## What is needed
Please pick out and copy every line in the items below that contains the string "grass". Case counts when matching.

## Recorded data
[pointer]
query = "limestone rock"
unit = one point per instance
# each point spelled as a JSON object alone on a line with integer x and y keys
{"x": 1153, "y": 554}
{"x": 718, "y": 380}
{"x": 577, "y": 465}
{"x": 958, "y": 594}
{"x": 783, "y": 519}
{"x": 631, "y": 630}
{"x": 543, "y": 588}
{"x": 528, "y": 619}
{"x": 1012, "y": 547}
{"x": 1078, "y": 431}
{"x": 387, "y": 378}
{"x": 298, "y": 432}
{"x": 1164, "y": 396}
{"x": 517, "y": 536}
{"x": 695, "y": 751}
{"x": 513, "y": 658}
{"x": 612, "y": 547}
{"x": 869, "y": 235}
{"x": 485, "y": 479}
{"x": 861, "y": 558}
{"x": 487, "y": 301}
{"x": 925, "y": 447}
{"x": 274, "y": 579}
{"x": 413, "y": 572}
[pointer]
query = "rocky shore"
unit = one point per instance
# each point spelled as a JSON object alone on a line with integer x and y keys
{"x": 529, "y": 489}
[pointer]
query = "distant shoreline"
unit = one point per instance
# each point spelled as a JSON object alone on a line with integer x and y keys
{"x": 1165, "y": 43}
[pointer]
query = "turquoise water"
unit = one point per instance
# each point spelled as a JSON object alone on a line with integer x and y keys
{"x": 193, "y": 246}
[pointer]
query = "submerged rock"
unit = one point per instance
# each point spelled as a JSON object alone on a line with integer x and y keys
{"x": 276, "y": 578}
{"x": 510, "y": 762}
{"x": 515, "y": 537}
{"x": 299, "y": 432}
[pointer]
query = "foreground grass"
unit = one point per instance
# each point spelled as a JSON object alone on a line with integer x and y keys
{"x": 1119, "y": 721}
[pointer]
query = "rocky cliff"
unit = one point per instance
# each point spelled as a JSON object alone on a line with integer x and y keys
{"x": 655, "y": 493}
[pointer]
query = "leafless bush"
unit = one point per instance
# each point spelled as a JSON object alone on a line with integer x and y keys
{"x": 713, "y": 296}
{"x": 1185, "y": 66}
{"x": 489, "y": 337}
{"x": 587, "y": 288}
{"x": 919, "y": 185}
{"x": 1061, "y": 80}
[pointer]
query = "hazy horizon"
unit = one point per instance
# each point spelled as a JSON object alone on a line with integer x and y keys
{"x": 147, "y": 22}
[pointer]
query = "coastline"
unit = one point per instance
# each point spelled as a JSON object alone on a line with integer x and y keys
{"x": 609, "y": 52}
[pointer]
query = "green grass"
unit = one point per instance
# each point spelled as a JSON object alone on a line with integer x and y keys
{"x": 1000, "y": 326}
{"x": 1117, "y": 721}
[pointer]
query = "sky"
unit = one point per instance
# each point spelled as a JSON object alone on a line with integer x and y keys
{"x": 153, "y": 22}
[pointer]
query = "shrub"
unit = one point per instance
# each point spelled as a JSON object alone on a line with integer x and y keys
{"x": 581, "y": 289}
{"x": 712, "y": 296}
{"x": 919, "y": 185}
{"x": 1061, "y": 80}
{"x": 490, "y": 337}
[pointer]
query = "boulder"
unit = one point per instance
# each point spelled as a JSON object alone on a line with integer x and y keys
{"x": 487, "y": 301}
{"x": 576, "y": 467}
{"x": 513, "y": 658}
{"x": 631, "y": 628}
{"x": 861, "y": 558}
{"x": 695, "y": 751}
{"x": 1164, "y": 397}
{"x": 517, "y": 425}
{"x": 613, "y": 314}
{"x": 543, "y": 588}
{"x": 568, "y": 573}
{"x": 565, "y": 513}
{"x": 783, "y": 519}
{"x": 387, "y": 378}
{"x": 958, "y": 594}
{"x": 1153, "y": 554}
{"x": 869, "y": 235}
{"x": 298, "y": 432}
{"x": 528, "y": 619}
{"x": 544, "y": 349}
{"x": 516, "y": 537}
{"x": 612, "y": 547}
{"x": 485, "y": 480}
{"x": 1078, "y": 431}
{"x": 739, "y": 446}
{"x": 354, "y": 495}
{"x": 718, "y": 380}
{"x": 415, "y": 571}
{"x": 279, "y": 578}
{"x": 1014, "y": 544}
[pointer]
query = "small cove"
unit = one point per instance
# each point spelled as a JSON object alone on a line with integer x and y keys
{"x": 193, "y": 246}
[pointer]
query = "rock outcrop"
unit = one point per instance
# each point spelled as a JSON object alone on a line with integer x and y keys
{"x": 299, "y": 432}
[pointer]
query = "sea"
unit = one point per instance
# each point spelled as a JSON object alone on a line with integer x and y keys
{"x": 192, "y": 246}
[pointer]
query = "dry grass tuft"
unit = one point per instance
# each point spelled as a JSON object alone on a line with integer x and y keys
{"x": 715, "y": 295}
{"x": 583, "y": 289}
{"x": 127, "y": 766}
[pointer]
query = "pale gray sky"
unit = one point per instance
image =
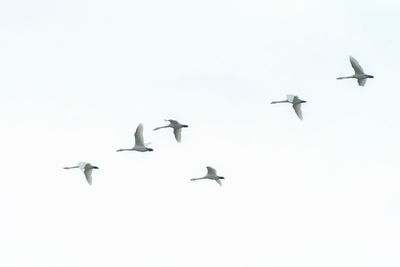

## Task result
query = "foreground grass"
query = "green grass"
query = "dry grass tuft"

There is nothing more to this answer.